WORK ORDER 1:
Could you retype the piece on organic molecules in space from "Everywhere we look, space" to "start on Earth."?
WORK ORDER 2:
Can you carry the piece on organic molecules in space forward from its last sentence?

PASSAGE PROVIDED:
# # # #

Life everywhere
But not in the way you expect
The cosmos is teeming with complex organic molecules, the building block of carbon-based life.
Everywhere we look, space seems to teem with biology’s raw materials. Saturn’s moon Titan has lakes of liquid methane and ethane that are made of organic molecules, as are its hydrocarbon sand dunes. Organic molecules called tholins are probably responsible for Pluto’s reddish blush. Veritable zoos of extraterrestrial organics are found in meteorites. Organic dust drifts between the stars and rains down on Saturn from its rings.
It remains one of the great mysteries, how did life start on Earth.
The “PAH world” hypothesis, for instance, posits a stage of the primordial soup that was dominated by polycyclic aromatic hydrocarbons. Out of this slurry the first genetic molecules emerged.
This is the subject of so many great science fiction works. It could be a super-intelligent alien species. Or is it just pure chance, that life happened here? We don't know yet. But organic compounds exist in abundance in the extremes of the cosmos. It is not a big stretch to imagine that something similar could have happened on other planets in this universe.
The second piece I read, which goes nicely with this is about what happens to the natural world when people disappear.

# # # #

Collected data:
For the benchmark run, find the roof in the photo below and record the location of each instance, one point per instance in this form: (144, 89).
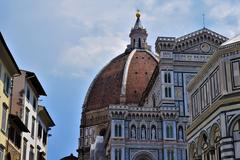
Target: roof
(200, 31)
(8, 57)
(44, 115)
(17, 121)
(123, 80)
(150, 85)
(31, 76)
(71, 157)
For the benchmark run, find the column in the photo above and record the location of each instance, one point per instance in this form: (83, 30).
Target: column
(227, 148)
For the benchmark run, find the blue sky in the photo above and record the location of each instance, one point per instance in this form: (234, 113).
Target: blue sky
(66, 42)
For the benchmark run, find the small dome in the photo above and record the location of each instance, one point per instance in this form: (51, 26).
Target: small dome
(231, 40)
(125, 77)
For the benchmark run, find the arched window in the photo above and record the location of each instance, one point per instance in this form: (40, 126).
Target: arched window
(133, 131)
(169, 130)
(180, 133)
(236, 137)
(153, 132)
(118, 154)
(143, 132)
(167, 77)
(139, 43)
(120, 131)
(168, 92)
(116, 130)
(154, 100)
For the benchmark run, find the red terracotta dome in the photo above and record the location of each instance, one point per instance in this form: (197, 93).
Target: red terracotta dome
(123, 80)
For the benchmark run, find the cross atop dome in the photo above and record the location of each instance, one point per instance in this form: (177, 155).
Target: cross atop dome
(138, 35)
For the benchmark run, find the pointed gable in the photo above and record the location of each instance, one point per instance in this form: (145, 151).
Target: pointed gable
(201, 41)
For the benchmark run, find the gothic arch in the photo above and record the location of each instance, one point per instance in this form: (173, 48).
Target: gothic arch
(143, 155)
(215, 134)
(202, 141)
(232, 123)
(192, 150)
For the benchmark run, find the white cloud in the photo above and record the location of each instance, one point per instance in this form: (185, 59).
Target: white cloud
(106, 25)
(225, 14)
(90, 54)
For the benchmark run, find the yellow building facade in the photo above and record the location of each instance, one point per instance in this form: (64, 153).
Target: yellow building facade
(8, 69)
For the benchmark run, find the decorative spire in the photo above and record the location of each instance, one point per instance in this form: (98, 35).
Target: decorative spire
(138, 23)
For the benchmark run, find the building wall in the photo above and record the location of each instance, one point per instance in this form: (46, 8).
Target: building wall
(4, 99)
(28, 105)
(214, 102)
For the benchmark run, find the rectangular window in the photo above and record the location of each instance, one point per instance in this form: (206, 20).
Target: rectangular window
(34, 103)
(168, 92)
(204, 95)
(38, 153)
(24, 149)
(170, 154)
(28, 94)
(215, 84)
(31, 153)
(4, 118)
(7, 84)
(195, 104)
(167, 77)
(39, 131)
(26, 117)
(44, 137)
(236, 74)
(18, 139)
(169, 130)
(1, 153)
(118, 154)
(33, 127)
(0, 70)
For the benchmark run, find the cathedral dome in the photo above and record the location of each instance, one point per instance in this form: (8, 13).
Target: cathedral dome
(123, 80)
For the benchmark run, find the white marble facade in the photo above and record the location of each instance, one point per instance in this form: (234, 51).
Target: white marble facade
(155, 129)
(214, 100)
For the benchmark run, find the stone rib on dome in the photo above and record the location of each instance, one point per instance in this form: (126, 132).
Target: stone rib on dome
(108, 85)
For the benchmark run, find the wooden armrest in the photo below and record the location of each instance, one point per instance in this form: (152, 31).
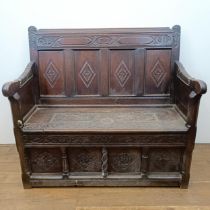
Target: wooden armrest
(10, 88)
(198, 86)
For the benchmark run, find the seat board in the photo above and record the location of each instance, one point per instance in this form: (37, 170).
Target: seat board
(100, 119)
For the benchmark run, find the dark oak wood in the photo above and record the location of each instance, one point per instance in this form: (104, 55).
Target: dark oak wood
(105, 107)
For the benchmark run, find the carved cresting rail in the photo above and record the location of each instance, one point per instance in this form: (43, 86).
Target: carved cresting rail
(105, 107)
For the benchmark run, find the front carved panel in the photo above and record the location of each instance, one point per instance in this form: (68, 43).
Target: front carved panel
(123, 160)
(165, 160)
(45, 160)
(84, 160)
(170, 139)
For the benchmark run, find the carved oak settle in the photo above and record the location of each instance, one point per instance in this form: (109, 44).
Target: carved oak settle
(105, 107)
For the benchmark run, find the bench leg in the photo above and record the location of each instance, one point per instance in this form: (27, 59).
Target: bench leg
(26, 181)
(185, 181)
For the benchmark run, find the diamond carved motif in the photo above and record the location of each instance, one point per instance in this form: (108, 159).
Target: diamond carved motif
(51, 74)
(122, 73)
(45, 161)
(158, 73)
(87, 74)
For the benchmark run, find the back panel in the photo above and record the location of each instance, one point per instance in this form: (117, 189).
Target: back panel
(105, 65)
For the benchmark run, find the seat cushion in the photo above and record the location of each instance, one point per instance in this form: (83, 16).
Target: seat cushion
(105, 119)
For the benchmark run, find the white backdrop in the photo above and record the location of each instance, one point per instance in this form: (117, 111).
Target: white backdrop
(17, 15)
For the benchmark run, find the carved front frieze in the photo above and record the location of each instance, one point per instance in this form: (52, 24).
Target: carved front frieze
(176, 139)
(124, 160)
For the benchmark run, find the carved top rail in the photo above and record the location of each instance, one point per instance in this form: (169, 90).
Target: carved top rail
(85, 38)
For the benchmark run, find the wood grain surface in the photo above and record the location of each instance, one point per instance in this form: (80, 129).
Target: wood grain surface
(13, 196)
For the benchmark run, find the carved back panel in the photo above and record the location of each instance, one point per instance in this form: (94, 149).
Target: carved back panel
(112, 64)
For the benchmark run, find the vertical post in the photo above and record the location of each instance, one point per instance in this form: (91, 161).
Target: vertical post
(65, 164)
(104, 162)
(144, 162)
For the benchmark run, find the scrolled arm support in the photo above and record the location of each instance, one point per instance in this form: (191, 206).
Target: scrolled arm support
(190, 95)
(10, 88)
(198, 86)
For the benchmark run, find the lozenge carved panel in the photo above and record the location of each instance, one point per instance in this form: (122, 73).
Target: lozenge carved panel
(45, 160)
(165, 160)
(84, 159)
(123, 160)
(51, 73)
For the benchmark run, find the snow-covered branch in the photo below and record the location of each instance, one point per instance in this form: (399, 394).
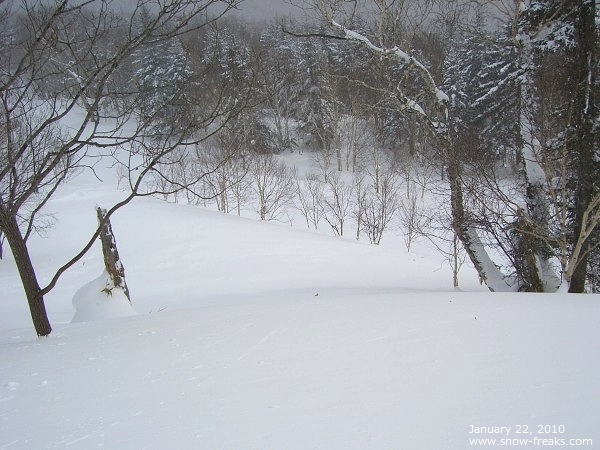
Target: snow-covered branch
(441, 97)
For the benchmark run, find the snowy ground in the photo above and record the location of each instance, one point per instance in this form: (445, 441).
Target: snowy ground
(254, 335)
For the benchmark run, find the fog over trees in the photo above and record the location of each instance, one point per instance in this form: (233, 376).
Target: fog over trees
(472, 124)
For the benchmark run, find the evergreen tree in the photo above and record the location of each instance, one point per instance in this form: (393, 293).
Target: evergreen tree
(163, 73)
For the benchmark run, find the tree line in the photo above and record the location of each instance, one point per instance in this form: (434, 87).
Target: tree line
(497, 97)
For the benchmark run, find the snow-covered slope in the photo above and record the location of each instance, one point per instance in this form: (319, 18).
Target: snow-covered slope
(252, 335)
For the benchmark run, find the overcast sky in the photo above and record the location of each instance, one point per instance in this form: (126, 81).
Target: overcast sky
(265, 9)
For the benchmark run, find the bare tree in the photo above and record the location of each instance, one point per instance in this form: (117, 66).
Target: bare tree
(310, 194)
(273, 186)
(59, 65)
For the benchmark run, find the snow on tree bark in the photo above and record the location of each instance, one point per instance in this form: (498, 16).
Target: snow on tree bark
(112, 262)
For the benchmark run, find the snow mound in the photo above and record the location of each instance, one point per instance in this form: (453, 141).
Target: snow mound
(100, 300)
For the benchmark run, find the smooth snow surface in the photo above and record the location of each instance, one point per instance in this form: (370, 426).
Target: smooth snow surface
(252, 335)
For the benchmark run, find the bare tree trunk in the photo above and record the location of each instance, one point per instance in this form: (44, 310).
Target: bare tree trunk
(112, 262)
(585, 114)
(35, 299)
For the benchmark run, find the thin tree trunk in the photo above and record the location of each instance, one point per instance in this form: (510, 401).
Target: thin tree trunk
(112, 261)
(27, 273)
(583, 142)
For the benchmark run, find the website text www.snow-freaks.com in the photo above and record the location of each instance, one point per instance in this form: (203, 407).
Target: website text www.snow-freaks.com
(523, 435)
(536, 441)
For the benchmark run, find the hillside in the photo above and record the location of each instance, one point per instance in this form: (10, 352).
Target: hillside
(255, 335)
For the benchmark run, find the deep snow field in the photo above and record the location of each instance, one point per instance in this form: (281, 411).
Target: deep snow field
(255, 335)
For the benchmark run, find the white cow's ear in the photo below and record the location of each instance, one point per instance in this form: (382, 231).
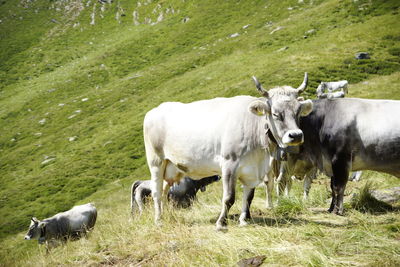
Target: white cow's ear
(259, 107)
(306, 107)
(42, 224)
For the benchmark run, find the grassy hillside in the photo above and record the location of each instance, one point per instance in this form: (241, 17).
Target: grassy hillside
(77, 78)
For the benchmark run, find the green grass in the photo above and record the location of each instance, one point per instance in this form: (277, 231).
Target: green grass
(125, 70)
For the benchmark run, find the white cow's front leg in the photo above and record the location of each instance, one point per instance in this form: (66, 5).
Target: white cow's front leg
(156, 192)
(248, 195)
(228, 198)
(269, 182)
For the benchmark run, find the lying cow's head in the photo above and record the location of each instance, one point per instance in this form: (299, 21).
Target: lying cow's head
(36, 230)
(283, 108)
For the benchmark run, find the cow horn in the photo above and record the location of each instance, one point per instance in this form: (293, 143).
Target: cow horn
(259, 87)
(303, 86)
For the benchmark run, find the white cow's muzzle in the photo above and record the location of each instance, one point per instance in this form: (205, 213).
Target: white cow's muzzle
(293, 137)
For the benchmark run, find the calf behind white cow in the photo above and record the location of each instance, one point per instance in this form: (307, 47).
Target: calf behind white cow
(63, 225)
(334, 89)
(221, 136)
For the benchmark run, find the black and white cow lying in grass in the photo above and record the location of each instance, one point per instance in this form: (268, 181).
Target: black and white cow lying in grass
(182, 194)
(332, 89)
(69, 224)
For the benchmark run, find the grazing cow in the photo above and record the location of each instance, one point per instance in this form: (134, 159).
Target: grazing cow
(221, 136)
(350, 134)
(335, 89)
(181, 194)
(69, 224)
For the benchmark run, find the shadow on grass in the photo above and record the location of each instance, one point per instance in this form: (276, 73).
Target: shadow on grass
(264, 220)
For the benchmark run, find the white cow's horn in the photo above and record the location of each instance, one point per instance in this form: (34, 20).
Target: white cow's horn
(303, 86)
(259, 87)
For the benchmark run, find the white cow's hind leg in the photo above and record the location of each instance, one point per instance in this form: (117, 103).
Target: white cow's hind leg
(228, 198)
(157, 173)
(248, 195)
(138, 200)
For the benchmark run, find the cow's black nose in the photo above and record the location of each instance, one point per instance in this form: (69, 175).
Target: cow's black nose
(296, 135)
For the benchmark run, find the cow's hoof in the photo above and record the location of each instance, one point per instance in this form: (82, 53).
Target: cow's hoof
(243, 223)
(339, 212)
(221, 228)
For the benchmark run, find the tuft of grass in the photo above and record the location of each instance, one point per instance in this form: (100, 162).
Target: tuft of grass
(363, 201)
(289, 206)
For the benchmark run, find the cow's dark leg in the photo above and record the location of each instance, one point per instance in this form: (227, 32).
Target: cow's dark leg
(339, 179)
(333, 202)
(248, 195)
(228, 198)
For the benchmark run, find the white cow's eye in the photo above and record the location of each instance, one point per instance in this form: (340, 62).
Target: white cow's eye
(276, 116)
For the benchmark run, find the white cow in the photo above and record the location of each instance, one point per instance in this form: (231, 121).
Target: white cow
(221, 136)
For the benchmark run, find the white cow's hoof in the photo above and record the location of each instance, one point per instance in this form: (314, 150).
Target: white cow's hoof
(243, 223)
(221, 228)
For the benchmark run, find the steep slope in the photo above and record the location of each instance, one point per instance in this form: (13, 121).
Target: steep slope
(77, 78)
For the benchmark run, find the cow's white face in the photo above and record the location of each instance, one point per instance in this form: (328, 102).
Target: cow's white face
(34, 230)
(283, 112)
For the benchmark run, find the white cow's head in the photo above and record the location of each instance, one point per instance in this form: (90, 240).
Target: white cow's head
(283, 108)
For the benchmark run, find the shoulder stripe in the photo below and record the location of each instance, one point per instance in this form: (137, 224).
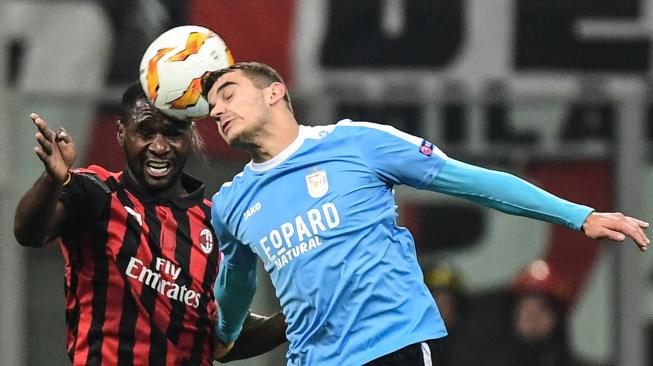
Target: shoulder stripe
(417, 141)
(385, 128)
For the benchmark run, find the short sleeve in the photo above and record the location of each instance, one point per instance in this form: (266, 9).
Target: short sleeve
(234, 253)
(395, 156)
(83, 199)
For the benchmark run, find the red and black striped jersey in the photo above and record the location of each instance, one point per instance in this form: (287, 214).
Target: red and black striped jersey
(139, 272)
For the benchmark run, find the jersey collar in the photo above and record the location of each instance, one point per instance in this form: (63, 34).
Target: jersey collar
(283, 155)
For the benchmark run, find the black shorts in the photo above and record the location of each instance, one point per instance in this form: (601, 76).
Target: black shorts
(427, 353)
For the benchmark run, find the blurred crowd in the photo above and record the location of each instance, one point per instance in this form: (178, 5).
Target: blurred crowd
(522, 324)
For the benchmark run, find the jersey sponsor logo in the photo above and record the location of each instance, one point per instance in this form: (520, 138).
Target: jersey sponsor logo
(299, 236)
(252, 210)
(153, 278)
(206, 240)
(426, 148)
(136, 215)
(317, 183)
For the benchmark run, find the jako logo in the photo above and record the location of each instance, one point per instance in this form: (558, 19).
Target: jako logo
(252, 210)
(136, 215)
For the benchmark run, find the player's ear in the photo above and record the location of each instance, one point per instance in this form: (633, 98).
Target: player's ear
(120, 133)
(277, 91)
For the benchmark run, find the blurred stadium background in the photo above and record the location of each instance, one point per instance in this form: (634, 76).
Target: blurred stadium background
(558, 92)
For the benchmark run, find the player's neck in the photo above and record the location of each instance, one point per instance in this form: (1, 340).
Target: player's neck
(274, 140)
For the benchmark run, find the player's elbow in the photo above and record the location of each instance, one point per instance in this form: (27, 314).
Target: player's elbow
(25, 235)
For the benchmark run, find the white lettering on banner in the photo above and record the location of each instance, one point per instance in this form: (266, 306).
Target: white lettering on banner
(295, 237)
(152, 278)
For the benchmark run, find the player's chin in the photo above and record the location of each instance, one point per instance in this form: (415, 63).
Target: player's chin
(158, 182)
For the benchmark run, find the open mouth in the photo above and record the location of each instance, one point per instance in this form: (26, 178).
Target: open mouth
(157, 168)
(225, 125)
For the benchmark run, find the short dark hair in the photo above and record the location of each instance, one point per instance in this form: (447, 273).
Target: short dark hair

# # # #

EXERCISE OUTPUT 1:
Everywhere we look, space seems to teem with biology’s raw materials. Saturn’s moon Titan has lakes of liquid methane and ethane that are made of organic molecules, as are its hydrocarbon sand dunes. Organic molecules called tholins are probably responsible for Pluto’s reddish blush. Veritable zoos of extraterrestrial organics are found in meteorites. Organic dust drifts between the stars and rains down on Saturn from its rings.
It remains one of the great mysteries, how did life start on Earth.

EXERCISE OUTPUT 2:
But scientists continue to find evidence that the old idea of humans as antithetical to nature is also wrong-headed, and that rosy visions of thriving, human-free environments are more imaginary than real. “People are still imagining nature as this kind of pristine place that’s going to be saved from people,” says US environmental scientist Erle Ellis. “That is definitely a misunderstanding.”
There is this assumption that humans are the problem. One surprising insight in the article was that that is not necessarily the case. Diversity is important, in nature, and in human societies. Previously, mammoths, bisons, etc. roamed the land and caused this great diversity. Now, humans remain one of the only species which can cause this change. Otherwise, monocultures are much more likely to form in spaces devoid of people.